:: Document excerpt ::

15th October 2012   ·   0 Comments

By Geraldine Wyckoff
Contributing Writer

Treme 200 Bicentennial Festival 1812-2012 & The 25th Annual Mahalia Jackson Rejoicin’ in the Park Festival

The Stooges Brass Band gets a crowd rollin’ when they sing, “Sixth Ward, Seventh Ward, Eighth Ward, Ninth Ward, downtown…” That tune could stand as the anthem for this coming week in New Orleans. There’s a ton going on with most of the action centered around the Tremé, which until recent history, was usually referred to by its residents as the Sixth Ward, and Armstrong Park.

The very diverse schedule of events celebrating the Treme neighborhood’s 200th year, kicks off on Tuesday, October 16, with a 6 p.m. screening of Lolis Elie’s informative documentary, “Fau­bourg Tremé: The Untold Story of Black New Orleans.” It will be shown in Perseverance Hall in Armstrong Park. It is the site where many of the panel discussions will be held throughout the event. Most of these seminars are being conveniently presented twice a day at 11 a.m. and 5 p.m.

LOIS DEJEAN

The festival, which runs through Sunday, October 21, and culminates with a Treme United Second Line boasting an array of social aid and pleasure clubs and brass band, offers educational aspects and just plain good times. A musical centerpiece of the six-day celebration takes place at Armstrong Park on Saturday, October 20. The Treme 200 Concert stage will present some New Orleans favs like trumpeter Kermit Ruffins, clarinetist Doreen Ketchens and trombonist Corey Henry playing music with its roots in the neighborhood.

:: Jobs ::
(a) Decide whether each statement agrees with the Treme festival article, and answer yes or no for each, quoting the deciding words from the article: (i) The documentary screening on October 16 begins at 6 p.m. (ii) The festival ends with a concert at Armstrong Park. (iii) Most of the panel discussions are presented three times a day.
(b) Carry on the Treme festival article from the point where it stops.

:: Listing ::
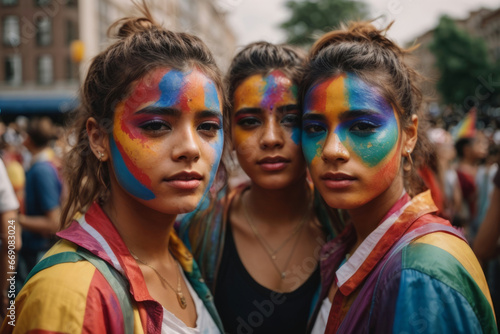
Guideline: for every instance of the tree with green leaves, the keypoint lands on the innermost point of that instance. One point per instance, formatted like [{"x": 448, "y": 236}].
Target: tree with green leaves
[
  {"x": 312, "y": 18},
  {"x": 463, "y": 63}
]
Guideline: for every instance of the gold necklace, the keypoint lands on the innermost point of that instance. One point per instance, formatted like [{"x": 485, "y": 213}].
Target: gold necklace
[
  {"x": 272, "y": 253},
  {"x": 180, "y": 296}
]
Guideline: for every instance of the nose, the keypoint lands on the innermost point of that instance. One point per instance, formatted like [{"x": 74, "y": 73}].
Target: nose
[
  {"x": 272, "y": 136},
  {"x": 334, "y": 150},
  {"x": 186, "y": 147}
]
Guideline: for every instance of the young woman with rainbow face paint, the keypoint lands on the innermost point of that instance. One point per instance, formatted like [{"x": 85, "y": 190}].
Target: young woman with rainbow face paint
[
  {"x": 149, "y": 143},
  {"x": 396, "y": 267},
  {"x": 258, "y": 244}
]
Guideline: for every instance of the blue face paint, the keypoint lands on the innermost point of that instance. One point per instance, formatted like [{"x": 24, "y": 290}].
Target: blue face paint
[
  {"x": 171, "y": 87},
  {"x": 125, "y": 177},
  {"x": 363, "y": 121}
]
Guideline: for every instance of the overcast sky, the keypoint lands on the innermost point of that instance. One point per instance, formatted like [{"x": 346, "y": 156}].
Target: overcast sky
[{"x": 254, "y": 20}]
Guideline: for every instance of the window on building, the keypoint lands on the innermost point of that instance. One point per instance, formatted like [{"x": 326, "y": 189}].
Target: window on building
[
  {"x": 42, "y": 2},
  {"x": 71, "y": 31},
  {"x": 13, "y": 70},
  {"x": 44, "y": 31},
  {"x": 11, "y": 34},
  {"x": 187, "y": 14},
  {"x": 45, "y": 70},
  {"x": 71, "y": 70},
  {"x": 10, "y": 2}
]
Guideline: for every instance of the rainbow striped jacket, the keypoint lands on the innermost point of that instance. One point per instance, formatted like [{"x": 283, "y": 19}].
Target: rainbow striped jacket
[
  {"x": 75, "y": 297},
  {"x": 414, "y": 273}
]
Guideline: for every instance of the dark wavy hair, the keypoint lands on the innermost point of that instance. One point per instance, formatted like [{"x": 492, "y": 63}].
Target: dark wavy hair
[
  {"x": 141, "y": 45},
  {"x": 364, "y": 50}
]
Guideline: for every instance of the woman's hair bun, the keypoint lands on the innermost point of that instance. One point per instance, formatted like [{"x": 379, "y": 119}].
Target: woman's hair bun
[
  {"x": 132, "y": 25},
  {"x": 129, "y": 26},
  {"x": 357, "y": 32}
]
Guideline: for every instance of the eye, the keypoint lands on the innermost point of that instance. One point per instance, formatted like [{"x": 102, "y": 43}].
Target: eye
[
  {"x": 248, "y": 122},
  {"x": 363, "y": 128},
  {"x": 290, "y": 120},
  {"x": 209, "y": 128},
  {"x": 155, "y": 127},
  {"x": 314, "y": 129}
]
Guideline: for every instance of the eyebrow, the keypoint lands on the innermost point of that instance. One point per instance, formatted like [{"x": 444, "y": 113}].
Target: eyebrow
[
  {"x": 154, "y": 110},
  {"x": 350, "y": 114},
  {"x": 208, "y": 113},
  {"x": 166, "y": 111},
  {"x": 256, "y": 111},
  {"x": 346, "y": 115},
  {"x": 313, "y": 117},
  {"x": 287, "y": 107}
]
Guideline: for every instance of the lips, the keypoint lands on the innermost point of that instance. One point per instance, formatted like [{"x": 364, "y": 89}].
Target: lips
[
  {"x": 337, "y": 180},
  {"x": 185, "y": 180},
  {"x": 273, "y": 164}
]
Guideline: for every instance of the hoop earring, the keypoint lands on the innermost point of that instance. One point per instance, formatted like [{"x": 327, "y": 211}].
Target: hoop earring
[
  {"x": 409, "y": 156},
  {"x": 99, "y": 170}
]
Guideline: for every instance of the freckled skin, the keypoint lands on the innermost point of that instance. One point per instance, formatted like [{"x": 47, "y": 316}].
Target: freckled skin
[
  {"x": 142, "y": 158},
  {"x": 364, "y": 145},
  {"x": 273, "y": 132}
]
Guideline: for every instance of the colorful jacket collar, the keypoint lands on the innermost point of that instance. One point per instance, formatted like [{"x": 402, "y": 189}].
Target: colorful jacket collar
[
  {"x": 97, "y": 234},
  {"x": 397, "y": 222}
]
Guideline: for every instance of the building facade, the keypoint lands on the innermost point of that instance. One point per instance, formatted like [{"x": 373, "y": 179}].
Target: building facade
[
  {"x": 38, "y": 73},
  {"x": 483, "y": 23}
]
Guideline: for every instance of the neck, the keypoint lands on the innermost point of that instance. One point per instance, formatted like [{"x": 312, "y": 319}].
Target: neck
[
  {"x": 146, "y": 232},
  {"x": 279, "y": 206},
  {"x": 367, "y": 217},
  {"x": 36, "y": 150},
  {"x": 469, "y": 161}
]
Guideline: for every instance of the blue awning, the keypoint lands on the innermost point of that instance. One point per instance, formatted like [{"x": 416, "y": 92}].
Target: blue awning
[{"x": 38, "y": 104}]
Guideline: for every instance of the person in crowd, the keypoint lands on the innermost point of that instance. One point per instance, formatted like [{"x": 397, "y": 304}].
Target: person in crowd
[
  {"x": 471, "y": 151},
  {"x": 397, "y": 267},
  {"x": 149, "y": 139},
  {"x": 9, "y": 235},
  {"x": 486, "y": 242},
  {"x": 447, "y": 180},
  {"x": 258, "y": 243},
  {"x": 42, "y": 193}
]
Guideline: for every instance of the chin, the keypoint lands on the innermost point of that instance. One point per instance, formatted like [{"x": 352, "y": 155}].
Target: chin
[
  {"x": 272, "y": 183},
  {"x": 345, "y": 202},
  {"x": 175, "y": 206}
]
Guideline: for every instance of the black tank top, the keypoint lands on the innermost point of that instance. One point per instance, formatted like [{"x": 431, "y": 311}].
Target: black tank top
[{"x": 246, "y": 307}]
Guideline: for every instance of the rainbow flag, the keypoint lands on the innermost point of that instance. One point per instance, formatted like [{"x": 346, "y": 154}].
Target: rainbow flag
[{"x": 466, "y": 128}]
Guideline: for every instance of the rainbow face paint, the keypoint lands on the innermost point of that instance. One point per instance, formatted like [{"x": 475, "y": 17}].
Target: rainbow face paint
[
  {"x": 349, "y": 128},
  {"x": 265, "y": 125},
  {"x": 167, "y": 112}
]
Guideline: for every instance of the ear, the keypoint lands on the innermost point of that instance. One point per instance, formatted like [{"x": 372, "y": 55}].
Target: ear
[
  {"x": 98, "y": 139},
  {"x": 410, "y": 135}
]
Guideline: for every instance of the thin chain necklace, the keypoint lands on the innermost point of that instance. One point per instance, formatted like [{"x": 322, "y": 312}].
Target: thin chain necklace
[
  {"x": 272, "y": 253},
  {"x": 180, "y": 296}
]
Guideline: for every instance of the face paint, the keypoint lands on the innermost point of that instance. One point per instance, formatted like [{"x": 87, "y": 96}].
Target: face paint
[
  {"x": 145, "y": 124},
  {"x": 269, "y": 94},
  {"x": 265, "y": 125},
  {"x": 349, "y": 124}
]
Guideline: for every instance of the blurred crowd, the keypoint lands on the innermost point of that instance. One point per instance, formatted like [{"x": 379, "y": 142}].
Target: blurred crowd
[{"x": 460, "y": 176}]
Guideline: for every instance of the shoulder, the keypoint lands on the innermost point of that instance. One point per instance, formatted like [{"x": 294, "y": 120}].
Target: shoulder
[
  {"x": 42, "y": 167},
  {"x": 442, "y": 283},
  {"x": 63, "y": 297}
]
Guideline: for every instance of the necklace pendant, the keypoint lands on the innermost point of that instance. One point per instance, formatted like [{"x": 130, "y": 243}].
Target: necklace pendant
[{"x": 181, "y": 299}]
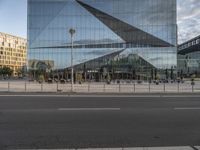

:: Results in order ::
(a)
(i) Yes: "kicks off on Tuesday, October 16, with a 6 p.m. screening"
(ii) No: "culminates with a Treme United Second Line"
(iii) No: "Most of these seminars are being conveniently presented twice a day at 11 a.m. and 5 p.m."

(b)
Across the way, the Reverend Lois Dejean will celebrate the 25th anniversary of her gospel series, Rejoicin’ in the Park. Dejean, a much-respected mover and shaker in the New Orleans gospel community says she was glad to join forces with the bicentennial organizers and bring gospel music to the program.

“The church was the foundation of Treme before there was a second line group or a jazz group,” she says of its importance. “The church sang the music that kept that community together and then it started rising.

“What songs do they do at a funeral – ‘When the Saints Go Marching In,’ ‘What a Friend We Have in Jesus.’ Where did those songs come from — the church. I want to focus on that at the Rejoicin’ in the Park concert.”

Many of the same groups and choirs that performed at Rejoicin’ in the Park during its early years such as the Gospel Soul Children, the Watson Community Choir, the Crownseekers and others will be among the 20 artists at Saturday’s anniversary edition. On tap too, are Dejean’s ensembles, her family group, the Johnson Extension and the Youth Inspirational Con­nection.

Dejean remembers back to 1988 when there was a murder in Armstrong Park and the City planned to lock the gates because it was deemed unsafe.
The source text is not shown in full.